(Object pointing dataset rows)
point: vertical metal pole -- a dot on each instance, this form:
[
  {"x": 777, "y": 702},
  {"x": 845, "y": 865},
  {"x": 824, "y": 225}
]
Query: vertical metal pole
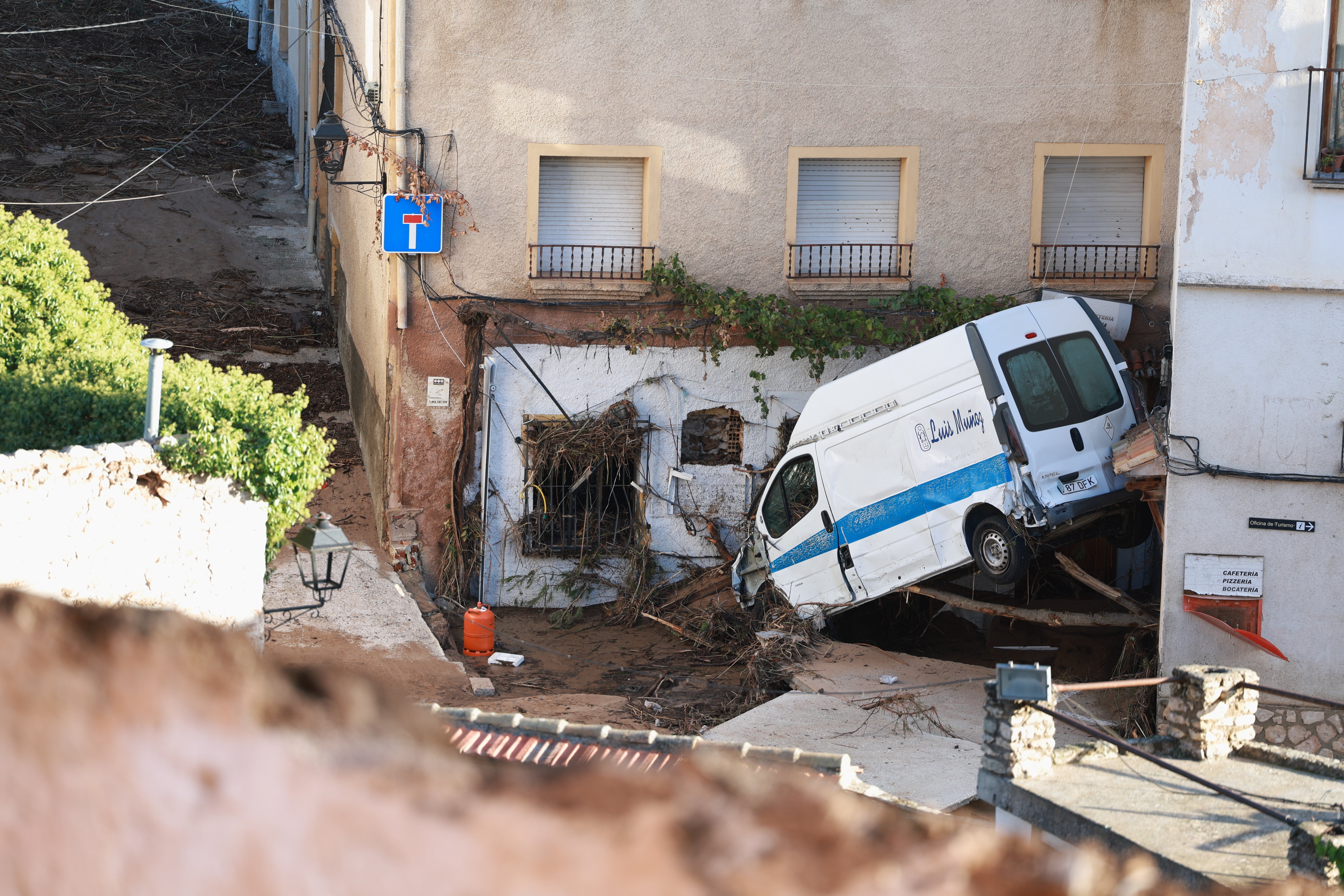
[
  {"x": 253, "y": 25},
  {"x": 487, "y": 416},
  {"x": 157, "y": 379}
]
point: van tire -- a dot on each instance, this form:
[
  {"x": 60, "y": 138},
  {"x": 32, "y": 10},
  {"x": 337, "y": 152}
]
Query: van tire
[{"x": 1001, "y": 554}]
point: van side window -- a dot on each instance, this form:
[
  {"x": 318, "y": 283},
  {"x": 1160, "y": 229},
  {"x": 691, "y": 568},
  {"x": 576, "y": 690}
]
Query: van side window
[
  {"x": 1093, "y": 379},
  {"x": 791, "y": 498},
  {"x": 1036, "y": 388}
]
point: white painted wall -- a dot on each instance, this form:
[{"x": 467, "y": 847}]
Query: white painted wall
[
  {"x": 1257, "y": 327},
  {"x": 665, "y": 385},
  {"x": 76, "y": 527},
  {"x": 1247, "y": 217}
]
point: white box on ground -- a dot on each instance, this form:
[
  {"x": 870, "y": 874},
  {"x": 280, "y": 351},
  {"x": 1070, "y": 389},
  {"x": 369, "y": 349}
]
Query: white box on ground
[{"x": 439, "y": 392}]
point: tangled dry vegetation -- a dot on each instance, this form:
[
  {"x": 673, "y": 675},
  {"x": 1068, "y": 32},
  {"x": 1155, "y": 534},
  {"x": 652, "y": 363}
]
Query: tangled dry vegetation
[{"x": 116, "y": 97}]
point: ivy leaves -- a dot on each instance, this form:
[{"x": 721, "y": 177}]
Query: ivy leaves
[{"x": 815, "y": 331}]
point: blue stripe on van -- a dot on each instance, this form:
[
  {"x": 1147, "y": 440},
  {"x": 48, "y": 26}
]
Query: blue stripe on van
[{"x": 901, "y": 508}]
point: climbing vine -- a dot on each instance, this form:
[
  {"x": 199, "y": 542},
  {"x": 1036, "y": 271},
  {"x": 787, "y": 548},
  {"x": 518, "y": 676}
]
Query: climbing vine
[{"x": 815, "y": 331}]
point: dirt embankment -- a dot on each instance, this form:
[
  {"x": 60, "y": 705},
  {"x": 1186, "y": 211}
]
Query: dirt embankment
[{"x": 144, "y": 753}]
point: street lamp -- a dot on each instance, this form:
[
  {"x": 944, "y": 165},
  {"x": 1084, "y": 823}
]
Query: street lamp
[
  {"x": 318, "y": 551},
  {"x": 322, "y": 553},
  {"x": 330, "y": 144}
]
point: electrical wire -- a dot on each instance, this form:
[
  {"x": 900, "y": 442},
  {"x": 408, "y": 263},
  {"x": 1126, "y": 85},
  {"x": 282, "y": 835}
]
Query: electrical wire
[
  {"x": 111, "y": 25},
  {"x": 162, "y": 156},
  {"x": 103, "y": 202},
  {"x": 646, "y": 74}
]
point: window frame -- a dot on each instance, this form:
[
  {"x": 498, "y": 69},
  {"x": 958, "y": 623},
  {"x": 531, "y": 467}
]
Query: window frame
[
  {"x": 653, "y": 182},
  {"x": 533, "y": 543},
  {"x": 907, "y": 203},
  {"x": 1154, "y": 158}
]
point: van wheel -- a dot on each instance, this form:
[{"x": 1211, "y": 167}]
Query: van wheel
[{"x": 1001, "y": 554}]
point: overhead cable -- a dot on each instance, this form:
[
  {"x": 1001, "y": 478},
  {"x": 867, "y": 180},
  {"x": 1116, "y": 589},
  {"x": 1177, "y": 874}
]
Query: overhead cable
[
  {"x": 111, "y": 25},
  {"x": 162, "y": 156}
]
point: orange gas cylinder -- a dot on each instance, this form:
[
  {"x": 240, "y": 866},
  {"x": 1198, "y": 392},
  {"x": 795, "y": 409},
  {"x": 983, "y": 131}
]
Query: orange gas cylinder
[{"x": 479, "y": 632}]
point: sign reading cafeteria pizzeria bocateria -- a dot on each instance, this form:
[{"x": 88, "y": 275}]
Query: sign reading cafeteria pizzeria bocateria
[{"x": 1225, "y": 577}]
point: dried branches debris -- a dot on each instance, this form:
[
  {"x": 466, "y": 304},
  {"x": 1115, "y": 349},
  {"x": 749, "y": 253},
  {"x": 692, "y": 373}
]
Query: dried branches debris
[
  {"x": 229, "y": 315},
  {"x": 115, "y": 96}
]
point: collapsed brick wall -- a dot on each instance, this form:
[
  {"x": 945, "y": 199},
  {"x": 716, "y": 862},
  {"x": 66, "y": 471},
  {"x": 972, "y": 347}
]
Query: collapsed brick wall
[
  {"x": 111, "y": 524},
  {"x": 146, "y": 753}
]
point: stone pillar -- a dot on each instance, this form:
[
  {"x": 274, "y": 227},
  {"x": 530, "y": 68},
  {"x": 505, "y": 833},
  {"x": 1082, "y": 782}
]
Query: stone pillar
[
  {"x": 1208, "y": 714},
  {"x": 1303, "y": 859},
  {"x": 1019, "y": 742}
]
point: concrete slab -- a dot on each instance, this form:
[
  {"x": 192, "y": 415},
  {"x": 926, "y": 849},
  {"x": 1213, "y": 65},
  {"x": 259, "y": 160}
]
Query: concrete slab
[
  {"x": 933, "y": 770},
  {"x": 1195, "y": 835},
  {"x": 373, "y": 606},
  {"x": 851, "y": 672}
]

▶ [Work to do]: Repeat exactly the lines above from the line that contains "point: sign reading" through the end. Include both of these ends; leave out everything else.

▶ [Response to the task]:
point: sign reading cafeteria pizzeria bocateria -- a dot on each instance, this form:
[{"x": 88, "y": 275}]
Query: sign reading cafeteria pizzeria bocateria
[{"x": 1225, "y": 577}]
point: dried branches debris -- a dot on each instance, this form:
[
  {"x": 466, "y": 304},
  {"x": 1115, "y": 349},
  {"x": 749, "y": 253},
  {"x": 692, "y": 373}
]
Query: dried branches debris
[
  {"x": 229, "y": 315},
  {"x": 115, "y": 96}
]
point: collapsed brick wall -- a dot on each instance, this form:
[
  {"x": 945, "y": 199},
  {"x": 716, "y": 862},
  {"x": 66, "y": 471},
  {"x": 972, "y": 347}
]
Query: collapsed brick wall
[
  {"x": 111, "y": 524},
  {"x": 146, "y": 753}
]
point: stone pillar -- a dot on each instance, this form:
[
  {"x": 274, "y": 227},
  {"x": 530, "y": 68},
  {"x": 505, "y": 833},
  {"x": 1082, "y": 782}
]
Query: stone pillar
[
  {"x": 1208, "y": 714},
  {"x": 1303, "y": 859},
  {"x": 1019, "y": 742}
]
point: concrete slab -- a dot on each instance, this form:
[
  {"x": 192, "y": 415},
  {"x": 926, "y": 849},
  {"x": 1213, "y": 65},
  {"x": 259, "y": 160}
]
Query: concrete slab
[
  {"x": 933, "y": 770},
  {"x": 1195, "y": 835},
  {"x": 373, "y": 606},
  {"x": 851, "y": 672}
]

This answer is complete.